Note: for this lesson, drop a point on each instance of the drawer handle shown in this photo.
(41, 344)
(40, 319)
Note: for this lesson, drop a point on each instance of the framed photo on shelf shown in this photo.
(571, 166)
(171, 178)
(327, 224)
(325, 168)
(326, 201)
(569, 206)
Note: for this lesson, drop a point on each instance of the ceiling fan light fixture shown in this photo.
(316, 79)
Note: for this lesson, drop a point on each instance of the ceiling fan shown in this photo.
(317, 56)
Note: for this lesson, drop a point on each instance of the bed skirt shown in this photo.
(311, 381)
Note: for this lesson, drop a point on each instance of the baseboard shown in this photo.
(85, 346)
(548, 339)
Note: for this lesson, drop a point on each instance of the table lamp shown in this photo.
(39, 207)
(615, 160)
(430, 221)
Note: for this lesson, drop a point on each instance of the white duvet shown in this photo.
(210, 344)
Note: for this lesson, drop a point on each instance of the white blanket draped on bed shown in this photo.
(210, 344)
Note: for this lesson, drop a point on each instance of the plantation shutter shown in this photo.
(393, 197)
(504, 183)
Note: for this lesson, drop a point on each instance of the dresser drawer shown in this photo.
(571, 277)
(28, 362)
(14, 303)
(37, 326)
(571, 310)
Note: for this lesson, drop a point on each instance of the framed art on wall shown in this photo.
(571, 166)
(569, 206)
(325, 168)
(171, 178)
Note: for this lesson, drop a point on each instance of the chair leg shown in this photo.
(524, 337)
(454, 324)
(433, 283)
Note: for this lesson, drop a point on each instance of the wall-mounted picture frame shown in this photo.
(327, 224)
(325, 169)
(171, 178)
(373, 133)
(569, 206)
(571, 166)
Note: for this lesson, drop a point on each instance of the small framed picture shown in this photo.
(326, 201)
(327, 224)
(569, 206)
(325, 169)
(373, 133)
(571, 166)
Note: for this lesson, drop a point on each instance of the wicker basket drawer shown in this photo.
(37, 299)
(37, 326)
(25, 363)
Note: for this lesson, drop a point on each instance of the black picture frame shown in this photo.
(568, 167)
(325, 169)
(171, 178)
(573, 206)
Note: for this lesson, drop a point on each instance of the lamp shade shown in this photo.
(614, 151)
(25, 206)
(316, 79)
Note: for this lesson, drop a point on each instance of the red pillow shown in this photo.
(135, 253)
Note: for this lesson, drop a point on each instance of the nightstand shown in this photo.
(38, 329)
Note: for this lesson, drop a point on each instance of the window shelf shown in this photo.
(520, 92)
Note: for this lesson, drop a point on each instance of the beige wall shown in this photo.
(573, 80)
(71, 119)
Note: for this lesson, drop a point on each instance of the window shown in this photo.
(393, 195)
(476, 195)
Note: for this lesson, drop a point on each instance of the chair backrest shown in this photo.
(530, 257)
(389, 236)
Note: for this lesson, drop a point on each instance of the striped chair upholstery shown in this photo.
──────────
GIVEN EXERCISE: Repeat each of the items above word for word, in the same order.

EXPECTED ANSWER:
Note: for this lesson, drop a point on each instance of the drawer handle shown in this photo.
(41, 344)
(40, 319)
Note: for this lesson, drop a point on each instance of the framed photo on shelf shown in this photo.
(571, 166)
(171, 178)
(327, 224)
(325, 168)
(326, 201)
(569, 206)
Note: for this lesson, drop a point on each instance of the ceiling fan light fixture shown in this photo.
(316, 79)
Note: for this lesson, drop a point on each instance of the ceiling fan shown in this photo.
(317, 56)
Note: for this lesson, drop a point on each instance of the bed skirt shown in this photo.
(311, 381)
Note: for this lesson, drop a point on each instance of the baseboard shown in this photo.
(85, 346)
(548, 339)
Note: for this lesson, drop a point on each instance of the table lamp shown in this photo.
(39, 207)
(615, 160)
(430, 221)
Note: for this lesson, drop a point on each instance of the white duvet shown in this photo.
(210, 344)
Note: for this lesson, drop a point on each instance of the white blanket draped on bed shown in this photo.
(210, 344)
Note: for this lesson, drop a point on each instance of the plantation shutter shown in this photo.
(393, 197)
(504, 183)
Note: for this lesson, drop a point on each instance of the dresser drawer shown in this photo.
(571, 277)
(28, 362)
(14, 303)
(37, 326)
(571, 310)
Note: for this lesson, drop a point on each instance of the framed art on wall shown in this photo.
(571, 166)
(569, 206)
(325, 168)
(171, 178)
Note: for this lesson, drop a point on each instance of the chair leg shown in this photo.
(524, 337)
(454, 324)
(433, 283)
Note: for this lesson, drop a point on each instance of the wall-mounted picture frame shown in this photo.
(327, 224)
(325, 169)
(171, 178)
(373, 133)
(569, 206)
(571, 166)
Note: for this lesson, drop a point on each instance of the small framed picture shown in this photo.
(326, 201)
(327, 224)
(569, 206)
(325, 169)
(373, 133)
(571, 166)
Note: for this lesson, drop a point on each instance of the wicker basket drawer shown in this photo.
(37, 299)
(37, 326)
(25, 363)
Note: for this lesson, drop a point on each instance of the black picture frame shown in this photo.
(568, 167)
(325, 169)
(171, 178)
(573, 206)
Note: for this lesson, drop a point on each instance of the lamp shade shown in this photo.
(614, 151)
(25, 206)
(316, 79)
Note: for this lesson, drop a point on each instance of the red pillow shown in this photo.
(135, 253)
Note: for this lesson, drop a point on each instance of the nightstand shown in this photo.
(38, 329)
Note: for this lesson, drop a point on each instance of the window shelf shown in this photo.
(520, 92)
Note: for this lesson, drop a point on each instance of the beige wall shown in this photo.
(573, 80)
(71, 119)
Note: for this lesson, drop a point on each instance of the window shown in this photo.
(393, 195)
(476, 195)
Note: for this lesson, drop a point on each instance of the chair backrest shown in this photo.
(530, 257)
(389, 236)
Note: for this lesson, drop a point on each instance of the striped chair upholstery shown in this photo.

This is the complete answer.